TASK DESCRIPTION:
Retype the data below verbatim; pictures do not belong in the copy.

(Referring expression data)
◆ ◆ ◆ ◆ ◆
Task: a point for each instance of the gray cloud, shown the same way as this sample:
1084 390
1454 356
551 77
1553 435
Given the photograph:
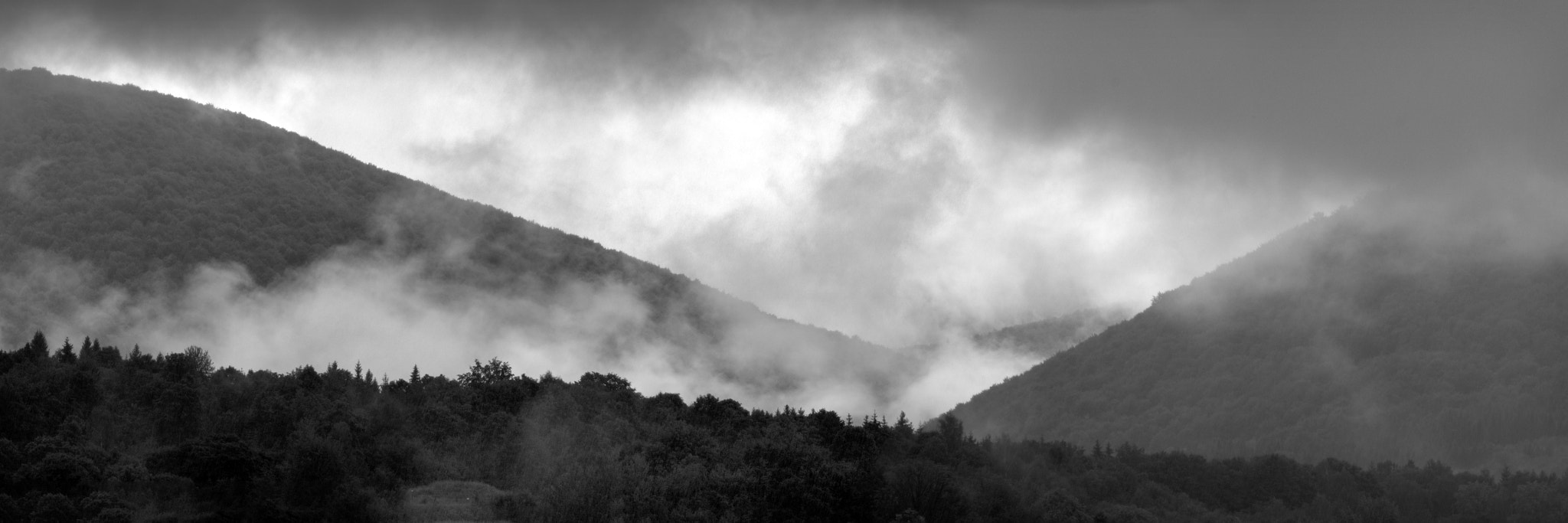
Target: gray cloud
1382 90
888 168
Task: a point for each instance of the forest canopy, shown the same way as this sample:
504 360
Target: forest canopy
107 436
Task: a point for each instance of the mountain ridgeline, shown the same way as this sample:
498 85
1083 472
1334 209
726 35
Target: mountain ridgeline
143 188
1403 327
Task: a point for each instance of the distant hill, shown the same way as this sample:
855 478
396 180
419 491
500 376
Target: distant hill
1406 327
143 188
1053 335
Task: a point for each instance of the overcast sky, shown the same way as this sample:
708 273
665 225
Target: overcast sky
884 168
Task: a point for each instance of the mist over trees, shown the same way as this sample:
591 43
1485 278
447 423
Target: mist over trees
1403 327
107 436
119 200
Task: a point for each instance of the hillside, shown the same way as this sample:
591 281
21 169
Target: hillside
143 188
1053 335
1406 327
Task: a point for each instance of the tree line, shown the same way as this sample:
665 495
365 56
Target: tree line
106 436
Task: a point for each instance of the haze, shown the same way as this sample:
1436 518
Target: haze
897 172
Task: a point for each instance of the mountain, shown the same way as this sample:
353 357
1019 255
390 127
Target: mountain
1053 335
143 189
1403 327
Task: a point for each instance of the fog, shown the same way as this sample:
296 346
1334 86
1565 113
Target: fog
906 173
387 310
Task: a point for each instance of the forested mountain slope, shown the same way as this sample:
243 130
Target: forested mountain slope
143 188
1053 335
1406 327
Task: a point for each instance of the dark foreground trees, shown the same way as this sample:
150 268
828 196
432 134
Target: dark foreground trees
91 434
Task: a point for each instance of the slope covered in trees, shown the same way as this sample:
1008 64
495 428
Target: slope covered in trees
103 436
1406 327
1053 335
142 188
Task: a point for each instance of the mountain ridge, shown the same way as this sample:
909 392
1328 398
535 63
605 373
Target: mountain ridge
1377 332
145 188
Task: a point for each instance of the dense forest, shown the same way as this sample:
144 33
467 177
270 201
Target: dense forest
1388 330
106 436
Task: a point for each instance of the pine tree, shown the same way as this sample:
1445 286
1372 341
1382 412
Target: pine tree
68 352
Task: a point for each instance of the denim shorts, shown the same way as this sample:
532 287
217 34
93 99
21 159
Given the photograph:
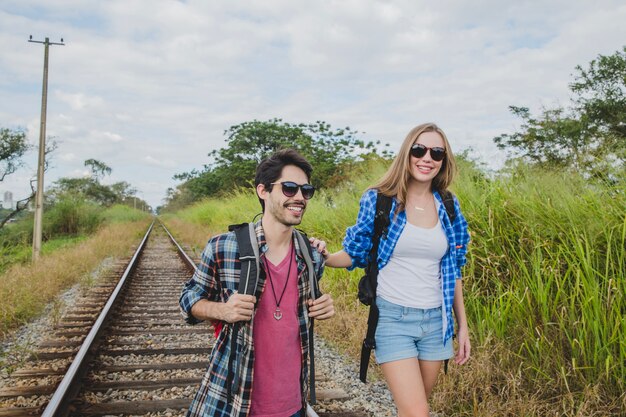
◆ ◆ ◆ ◆ ◆
YOUR SOLUTION:
Task: a point for each instance of the gray cloud, shown the same way as this sample:
1084 390
1454 356
551 77
1553 435
Given the photograph:
Target: gray cloud
1382 90
888 168
Task: a point for each instance of the forest canopy, shown the same way as this sample:
504 360
Target: forest canopy
107 436
Task: a point for each instance of the mountain ridgeline, shown the same way as this sample:
498 85
1083 472
1334 209
726 35
Target: mountain ridgeline
143 188
1403 327
Task: a point for each instance of the distant hill, shown the same way as this sample:
855 478
396 180
419 491
500 376
Target: distant hill
1406 327
143 188
1053 335
Task: a point for each instance of the overcast sky, shown the same way as this sample:
708 273
665 225
Target: overcast sky
884 168
Task: a point for each instance of the mist over trees, shown the same way as this sample:
591 43
1485 278
447 423
Target: mist over trees
1403 327
107 436
119 200
Task: a point for each instance of the hillside, shown the same way as this sample:
591 281
21 169
Target: hillside
143 188
1053 335
1406 327
Task: a point for each instance of the tree line, shown the same way as this sample:
665 495
365 56
Target: tree line
106 436
Task: a point for each instance of the haze, shown the same way as this sample:
1436 518
Target: haze
897 172
Task: a point for each instance of the mountain, shown the same way as this sample:
353 357
1019 255
390 127
Target: mountain
1053 335
143 189
1403 327
Task: a point for each instance of the fog, shown the same way as this sample:
296 346
1334 86
1565 113
Target: fog
906 173
387 310
Task: a point for each instance of the forested mountain slope, shown the same way as this sample:
243 130
Target: forested mountain slope
143 188
1053 335
1406 327
Task: a point for each instance of the dark foreground trees, shown the same way as this sample:
150 268
828 196
432 134
Target: dark foreground trees
91 434
Task: a point for each instance of the slope covered in trees, shown the same way as this sample:
1008 64
495 428
Target: slope covered in trees
103 436
1406 327
1053 335
142 188
Task: a point for each instance of the mountain ridge, shown the same way as this sample:
909 392
1328 398
535 63
605 373
Target: mountain ridge
1377 332
145 188
Task: a point for each instance of the dense forest, shown the same way as this sample:
144 33
467 177
270 201
Target: dense forest
1388 330
106 436
Task: a point for each instance of the pine tree, shown the same way as this sample:
1445 286
1372 341
1382 412
Target: pine tree
68 352
Task: a point for each instance of the denim shorts, shown the same way as this sample:
532 287
217 34
93 99
21 159
Given the photograph:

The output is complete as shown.